He gave an overview of his joint research with Gordon Ritter, Adjunct Professor at NYU’s Courant Institute of Mathematical Sciences on tackling the problem of how to optimally hedge an options book in practice, where trading decisions are discrete and trading costs can be nonlinear and difficult to model by proposing a model based on the reinforcement learning technique.
Firstly, Professor Kolm gave some background, referring to the seminal work of Black, Scholes & Merton of replicating and hedging an option position, explaining that in practice, portfolio replication is impossible, and an optimal hedging strategy will depend on the desired trade-off between replication error and trading costs.
After a brief literature review of previous work in this area, he then gave an overview of the reinforcement learning technique, detailing the implementation: agent, state space, transaction cost and reward function, which he amounted to automatic hedgers who are prepared to optimise the trade-off cost versus variance.

Work instructions.
A. Transcribe the options-hedging passage from "Firstly, Professor Kolm" through "and trading costs.".
B. Continue the passage on reinforcement-learning options hedging, starting after its last sentence.
The items that come after this passage have no role here.

Excerpted records.
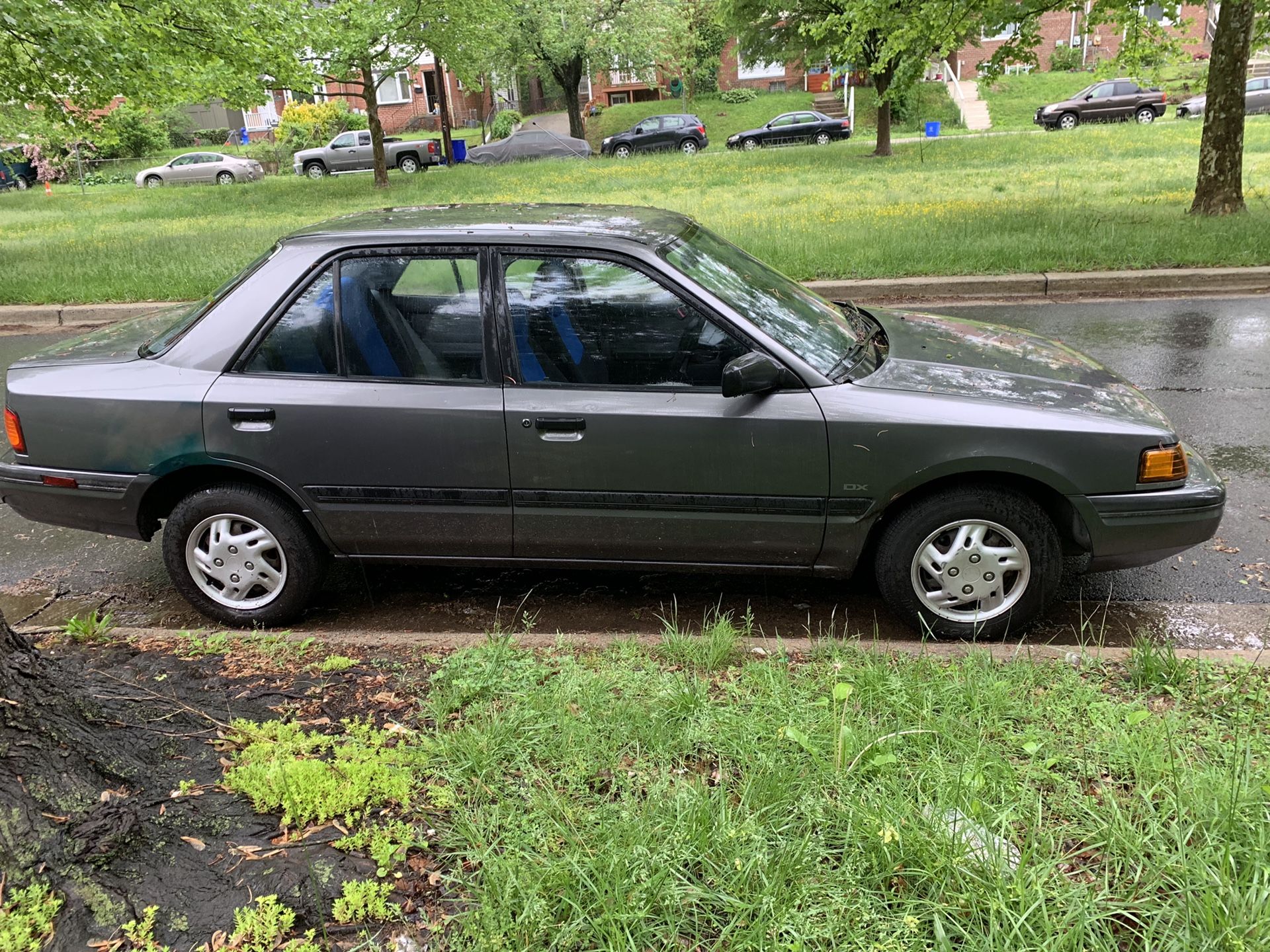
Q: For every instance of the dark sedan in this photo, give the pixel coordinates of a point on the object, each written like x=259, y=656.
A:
x=591, y=386
x=799, y=128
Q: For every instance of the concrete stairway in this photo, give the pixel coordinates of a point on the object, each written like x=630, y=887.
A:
x=974, y=111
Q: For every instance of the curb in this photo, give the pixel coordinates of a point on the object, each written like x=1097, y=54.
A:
x=1156, y=282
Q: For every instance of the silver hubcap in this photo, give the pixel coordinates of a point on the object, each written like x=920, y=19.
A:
x=235, y=561
x=970, y=571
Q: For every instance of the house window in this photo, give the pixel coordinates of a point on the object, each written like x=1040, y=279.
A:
x=759, y=70
x=394, y=88
x=1006, y=32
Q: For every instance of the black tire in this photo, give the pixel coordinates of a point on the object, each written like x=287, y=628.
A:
x=305, y=556
x=907, y=532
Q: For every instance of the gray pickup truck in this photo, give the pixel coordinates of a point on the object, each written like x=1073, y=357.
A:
x=351, y=151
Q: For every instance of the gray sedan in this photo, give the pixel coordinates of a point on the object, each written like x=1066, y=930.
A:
x=591, y=386
x=1256, y=99
x=201, y=168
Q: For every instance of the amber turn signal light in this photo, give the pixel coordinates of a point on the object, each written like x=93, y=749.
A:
x=13, y=430
x=1162, y=465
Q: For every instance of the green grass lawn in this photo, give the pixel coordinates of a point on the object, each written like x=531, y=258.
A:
x=694, y=796
x=723, y=120
x=1100, y=197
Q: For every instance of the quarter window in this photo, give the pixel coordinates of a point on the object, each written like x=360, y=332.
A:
x=304, y=338
x=595, y=323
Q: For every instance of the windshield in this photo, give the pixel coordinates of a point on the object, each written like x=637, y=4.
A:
x=783, y=309
x=194, y=313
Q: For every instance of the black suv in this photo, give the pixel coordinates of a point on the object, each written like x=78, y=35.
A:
x=685, y=132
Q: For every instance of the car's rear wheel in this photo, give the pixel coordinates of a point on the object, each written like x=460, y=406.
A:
x=243, y=555
x=974, y=561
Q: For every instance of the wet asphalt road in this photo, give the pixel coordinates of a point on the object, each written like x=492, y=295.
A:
x=1206, y=362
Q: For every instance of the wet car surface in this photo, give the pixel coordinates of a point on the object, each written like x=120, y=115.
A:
x=1205, y=362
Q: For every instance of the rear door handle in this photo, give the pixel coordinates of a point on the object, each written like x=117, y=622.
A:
x=560, y=424
x=251, y=414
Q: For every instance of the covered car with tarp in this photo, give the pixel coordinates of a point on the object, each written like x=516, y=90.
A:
x=530, y=143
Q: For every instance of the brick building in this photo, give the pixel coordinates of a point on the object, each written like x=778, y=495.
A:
x=1067, y=30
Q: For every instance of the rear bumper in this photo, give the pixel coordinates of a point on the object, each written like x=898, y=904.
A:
x=103, y=502
x=1128, y=530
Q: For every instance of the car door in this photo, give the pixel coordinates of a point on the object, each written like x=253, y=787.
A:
x=1099, y=103
x=380, y=405
x=621, y=444
x=343, y=151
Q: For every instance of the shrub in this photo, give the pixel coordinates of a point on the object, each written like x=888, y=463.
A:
x=1066, y=59
x=312, y=125
x=506, y=124
x=131, y=132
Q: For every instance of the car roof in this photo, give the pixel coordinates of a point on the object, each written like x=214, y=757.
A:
x=644, y=225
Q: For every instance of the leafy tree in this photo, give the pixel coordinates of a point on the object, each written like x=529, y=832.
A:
x=568, y=37
x=365, y=44
x=889, y=40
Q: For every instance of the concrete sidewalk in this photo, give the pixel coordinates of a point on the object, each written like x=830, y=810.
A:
x=1158, y=282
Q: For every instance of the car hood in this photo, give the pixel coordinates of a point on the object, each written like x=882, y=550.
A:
x=113, y=344
x=959, y=357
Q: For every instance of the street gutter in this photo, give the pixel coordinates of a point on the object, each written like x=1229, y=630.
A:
x=1029, y=287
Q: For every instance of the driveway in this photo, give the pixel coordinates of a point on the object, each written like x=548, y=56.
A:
x=1206, y=362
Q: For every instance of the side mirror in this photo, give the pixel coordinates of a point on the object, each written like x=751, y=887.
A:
x=752, y=374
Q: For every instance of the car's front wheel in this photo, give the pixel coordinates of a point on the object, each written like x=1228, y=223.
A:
x=973, y=561
x=243, y=555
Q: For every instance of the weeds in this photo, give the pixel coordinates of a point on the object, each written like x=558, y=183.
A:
x=92, y=627
x=365, y=902
x=27, y=917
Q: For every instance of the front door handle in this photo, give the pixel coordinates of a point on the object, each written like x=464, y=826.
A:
x=560, y=424
x=251, y=414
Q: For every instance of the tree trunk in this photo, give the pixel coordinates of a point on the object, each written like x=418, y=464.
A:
x=1220, y=184
x=447, y=145
x=570, y=77
x=882, y=83
x=371, y=97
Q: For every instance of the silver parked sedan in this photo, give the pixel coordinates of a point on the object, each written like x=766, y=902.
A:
x=1256, y=99
x=201, y=168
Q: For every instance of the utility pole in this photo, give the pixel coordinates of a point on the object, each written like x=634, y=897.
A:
x=447, y=145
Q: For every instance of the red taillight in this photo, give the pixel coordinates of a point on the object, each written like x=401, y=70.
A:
x=13, y=430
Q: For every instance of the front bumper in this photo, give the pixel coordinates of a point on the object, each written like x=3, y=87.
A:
x=1128, y=530
x=105, y=502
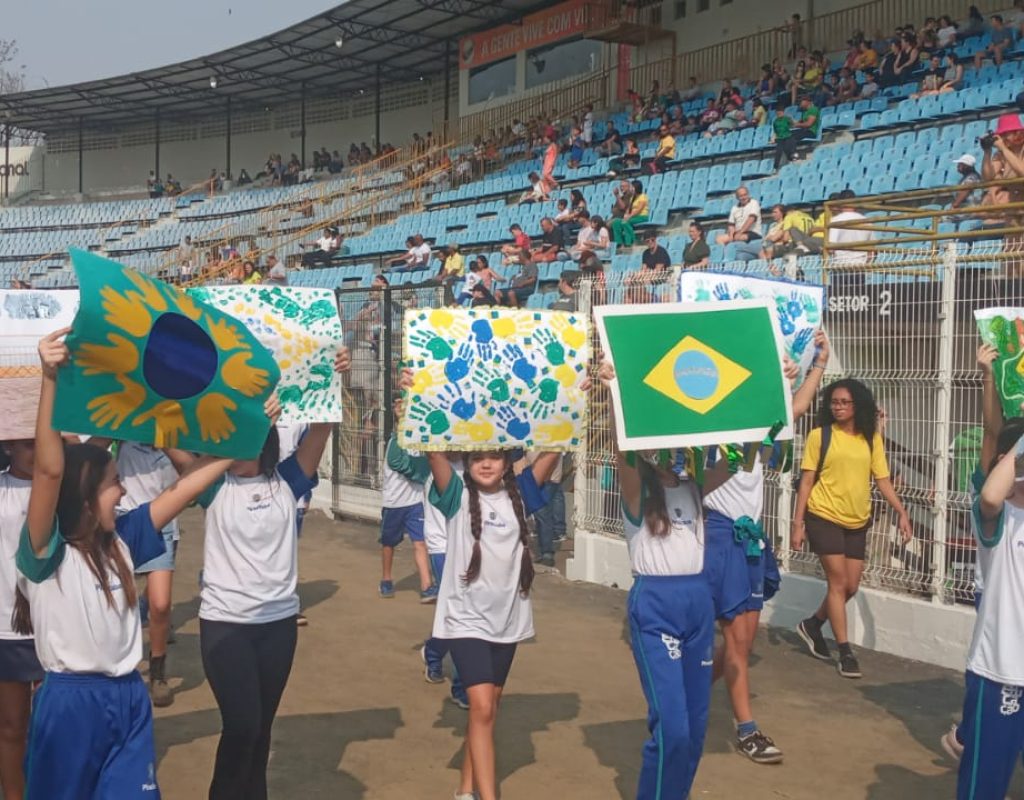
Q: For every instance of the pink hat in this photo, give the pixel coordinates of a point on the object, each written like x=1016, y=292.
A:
x=1009, y=123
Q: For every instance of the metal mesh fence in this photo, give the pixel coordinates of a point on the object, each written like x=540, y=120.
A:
x=903, y=325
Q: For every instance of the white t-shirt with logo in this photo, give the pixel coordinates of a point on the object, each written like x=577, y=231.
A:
x=13, y=508
x=251, y=550
x=144, y=473
x=742, y=494
x=678, y=552
x=491, y=607
x=739, y=214
x=77, y=630
x=996, y=648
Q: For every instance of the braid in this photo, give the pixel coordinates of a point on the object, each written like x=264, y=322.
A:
x=526, y=571
x=476, y=525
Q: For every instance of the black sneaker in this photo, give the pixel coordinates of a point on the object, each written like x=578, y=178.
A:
x=810, y=632
x=848, y=666
x=759, y=748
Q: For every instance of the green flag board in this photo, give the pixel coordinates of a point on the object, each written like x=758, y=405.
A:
x=695, y=374
x=150, y=364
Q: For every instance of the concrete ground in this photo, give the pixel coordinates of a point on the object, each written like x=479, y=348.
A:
x=358, y=721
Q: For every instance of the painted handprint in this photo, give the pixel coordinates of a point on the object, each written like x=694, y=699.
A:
x=795, y=307
x=785, y=323
x=483, y=335
x=552, y=347
x=432, y=343
x=515, y=426
x=521, y=368
x=486, y=377
x=458, y=368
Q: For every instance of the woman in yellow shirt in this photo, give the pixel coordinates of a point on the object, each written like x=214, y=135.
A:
x=834, y=508
x=638, y=213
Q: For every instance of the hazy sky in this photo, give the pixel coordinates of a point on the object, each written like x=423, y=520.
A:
x=67, y=41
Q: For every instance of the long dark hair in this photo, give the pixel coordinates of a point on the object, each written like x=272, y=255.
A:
x=655, y=511
x=476, y=525
x=85, y=466
x=865, y=410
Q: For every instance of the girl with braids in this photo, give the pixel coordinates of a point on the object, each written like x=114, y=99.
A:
x=483, y=607
x=834, y=507
x=671, y=614
x=91, y=730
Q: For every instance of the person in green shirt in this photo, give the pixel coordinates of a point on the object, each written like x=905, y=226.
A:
x=805, y=128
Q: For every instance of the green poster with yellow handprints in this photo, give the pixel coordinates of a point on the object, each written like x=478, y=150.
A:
x=1004, y=330
x=150, y=364
x=301, y=328
x=495, y=379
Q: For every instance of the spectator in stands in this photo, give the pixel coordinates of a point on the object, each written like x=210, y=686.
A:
x=628, y=161
x=592, y=241
x=538, y=192
x=778, y=240
x=623, y=230
x=840, y=236
x=1001, y=38
x=552, y=244
x=567, y=299
x=666, y=153
x=744, y=220
x=276, y=274
x=696, y=253
x=520, y=242
x=654, y=268
x=523, y=284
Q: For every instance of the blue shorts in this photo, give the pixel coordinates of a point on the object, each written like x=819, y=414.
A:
x=91, y=735
x=395, y=522
x=737, y=583
x=165, y=561
x=18, y=663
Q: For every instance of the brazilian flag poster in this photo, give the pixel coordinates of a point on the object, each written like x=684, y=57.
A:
x=150, y=364
x=695, y=374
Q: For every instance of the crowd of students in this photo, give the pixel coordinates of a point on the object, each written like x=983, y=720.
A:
x=79, y=519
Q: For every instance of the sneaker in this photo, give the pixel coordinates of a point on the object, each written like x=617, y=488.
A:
x=429, y=595
x=951, y=745
x=815, y=641
x=848, y=666
x=461, y=699
x=759, y=748
x=430, y=674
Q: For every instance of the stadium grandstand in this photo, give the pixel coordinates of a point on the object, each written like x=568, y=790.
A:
x=376, y=123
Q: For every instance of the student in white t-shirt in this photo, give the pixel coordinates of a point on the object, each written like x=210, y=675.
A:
x=249, y=600
x=671, y=614
x=483, y=607
x=91, y=732
x=19, y=667
x=992, y=730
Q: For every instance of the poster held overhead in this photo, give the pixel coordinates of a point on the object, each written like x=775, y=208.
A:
x=695, y=374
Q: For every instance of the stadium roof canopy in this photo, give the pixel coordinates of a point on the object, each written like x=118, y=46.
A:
x=398, y=40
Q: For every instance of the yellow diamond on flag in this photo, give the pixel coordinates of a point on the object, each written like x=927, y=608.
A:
x=695, y=376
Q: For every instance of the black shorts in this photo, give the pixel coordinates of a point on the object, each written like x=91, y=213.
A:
x=826, y=538
x=481, y=662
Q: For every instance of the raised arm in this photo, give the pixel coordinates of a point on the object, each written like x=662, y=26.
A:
x=49, y=464
x=311, y=448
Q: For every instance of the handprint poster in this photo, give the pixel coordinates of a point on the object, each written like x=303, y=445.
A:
x=301, y=328
x=695, y=375
x=798, y=306
x=495, y=379
x=1004, y=330
x=151, y=364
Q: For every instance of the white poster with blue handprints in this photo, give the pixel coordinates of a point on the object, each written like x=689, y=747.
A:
x=798, y=306
x=495, y=379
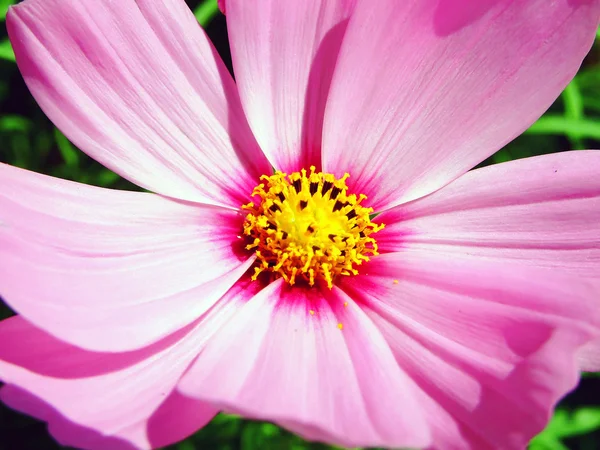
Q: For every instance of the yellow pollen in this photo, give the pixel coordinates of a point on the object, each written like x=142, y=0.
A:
x=307, y=227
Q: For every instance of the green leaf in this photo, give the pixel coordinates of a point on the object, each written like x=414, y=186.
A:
x=4, y=4
x=6, y=51
x=573, y=101
x=13, y=122
x=68, y=152
x=206, y=11
x=584, y=420
x=560, y=125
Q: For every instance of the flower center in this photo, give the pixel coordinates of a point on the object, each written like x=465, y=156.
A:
x=308, y=227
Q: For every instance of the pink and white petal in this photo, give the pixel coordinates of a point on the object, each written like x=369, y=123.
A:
x=436, y=86
x=542, y=211
x=105, y=400
x=78, y=260
x=491, y=349
x=138, y=86
x=276, y=360
x=589, y=356
x=283, y=55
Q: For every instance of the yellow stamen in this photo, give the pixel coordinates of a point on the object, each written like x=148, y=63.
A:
x=307, y=226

Answers to the exercise.
A.
Firstly, Professor Kolm gave some background, referring to the seminal work of Black, Scholes & Merton of replicating and hedging an option position, explaining that in practice, portfolio replication is impossible, and an optimal hedging strategy will depend on the desired trade-off between replication error and trading costs.

B.
Professor Kolm then explained how this was applied to a simple example of a European call option with a given strike price and expiry on a non-dividend paying stock, first taking the strike and maturity as fixed and assuming a zero risk-free rate and then extended this for a range of strikes and maturities.
He reported that the implementation was flexible, accurate and promising for real-world applications, pointing out that a key strength of the reinforcement learning approach is not making any assumptions about the form of trading cost and learning the minimum variance hedge subject to the transaction cost function provided, requiring only an environment in which transaction costs and options prices can be simulated accurately.